===== GIVEN DATA

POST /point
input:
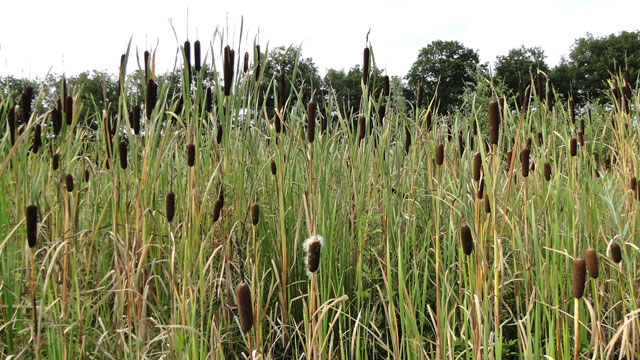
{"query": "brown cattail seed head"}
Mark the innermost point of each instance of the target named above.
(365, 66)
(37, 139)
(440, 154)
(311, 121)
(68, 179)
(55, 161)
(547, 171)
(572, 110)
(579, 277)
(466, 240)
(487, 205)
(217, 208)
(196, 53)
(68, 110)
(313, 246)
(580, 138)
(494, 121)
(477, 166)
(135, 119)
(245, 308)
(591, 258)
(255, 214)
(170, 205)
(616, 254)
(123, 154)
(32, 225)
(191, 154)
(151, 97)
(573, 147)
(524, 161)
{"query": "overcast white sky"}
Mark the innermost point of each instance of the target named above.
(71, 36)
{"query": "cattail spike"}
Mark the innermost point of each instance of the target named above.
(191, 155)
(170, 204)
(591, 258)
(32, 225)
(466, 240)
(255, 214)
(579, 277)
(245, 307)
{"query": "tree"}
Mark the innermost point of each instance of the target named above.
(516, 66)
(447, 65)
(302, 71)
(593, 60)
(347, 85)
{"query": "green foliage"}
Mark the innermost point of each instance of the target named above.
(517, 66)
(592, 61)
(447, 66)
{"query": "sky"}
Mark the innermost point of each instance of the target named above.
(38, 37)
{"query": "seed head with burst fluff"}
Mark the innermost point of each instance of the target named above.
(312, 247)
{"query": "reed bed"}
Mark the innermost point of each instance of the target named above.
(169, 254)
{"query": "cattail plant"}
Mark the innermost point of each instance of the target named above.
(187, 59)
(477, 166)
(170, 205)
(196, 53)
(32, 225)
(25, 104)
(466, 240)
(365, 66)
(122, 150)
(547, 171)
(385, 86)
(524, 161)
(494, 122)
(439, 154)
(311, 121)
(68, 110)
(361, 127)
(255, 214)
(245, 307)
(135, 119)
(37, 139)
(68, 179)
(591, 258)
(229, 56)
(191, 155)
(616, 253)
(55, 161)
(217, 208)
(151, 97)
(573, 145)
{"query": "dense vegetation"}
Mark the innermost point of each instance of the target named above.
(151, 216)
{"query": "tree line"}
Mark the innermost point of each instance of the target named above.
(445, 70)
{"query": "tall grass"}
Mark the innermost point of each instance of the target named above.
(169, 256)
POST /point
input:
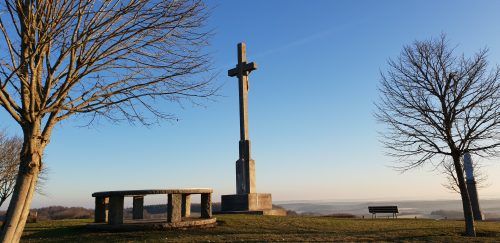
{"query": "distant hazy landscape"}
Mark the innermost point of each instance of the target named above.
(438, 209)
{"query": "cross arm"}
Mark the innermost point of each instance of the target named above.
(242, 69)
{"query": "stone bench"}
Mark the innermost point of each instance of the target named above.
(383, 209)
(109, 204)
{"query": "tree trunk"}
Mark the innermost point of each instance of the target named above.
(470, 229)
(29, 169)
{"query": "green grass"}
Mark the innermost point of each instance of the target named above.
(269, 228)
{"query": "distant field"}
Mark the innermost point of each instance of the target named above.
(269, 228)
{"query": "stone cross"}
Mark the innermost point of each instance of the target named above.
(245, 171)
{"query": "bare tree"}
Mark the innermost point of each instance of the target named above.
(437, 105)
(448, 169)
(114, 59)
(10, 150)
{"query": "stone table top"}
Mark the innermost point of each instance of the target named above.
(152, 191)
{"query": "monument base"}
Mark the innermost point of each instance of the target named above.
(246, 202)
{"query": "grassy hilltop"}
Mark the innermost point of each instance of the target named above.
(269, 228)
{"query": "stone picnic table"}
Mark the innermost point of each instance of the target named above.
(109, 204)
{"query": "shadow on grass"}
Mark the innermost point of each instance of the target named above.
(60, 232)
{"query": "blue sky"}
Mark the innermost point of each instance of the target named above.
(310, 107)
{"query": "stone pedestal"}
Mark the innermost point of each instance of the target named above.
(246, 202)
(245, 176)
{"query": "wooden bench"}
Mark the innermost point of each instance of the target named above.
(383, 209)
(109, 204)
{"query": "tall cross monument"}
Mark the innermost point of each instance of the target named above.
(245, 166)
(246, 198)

==========

ASSIGNED TASK: From the data above, copy each line that has the string "green".

TASK ANSWER:
{"query": "green foliage"}
{"query": "green grass"}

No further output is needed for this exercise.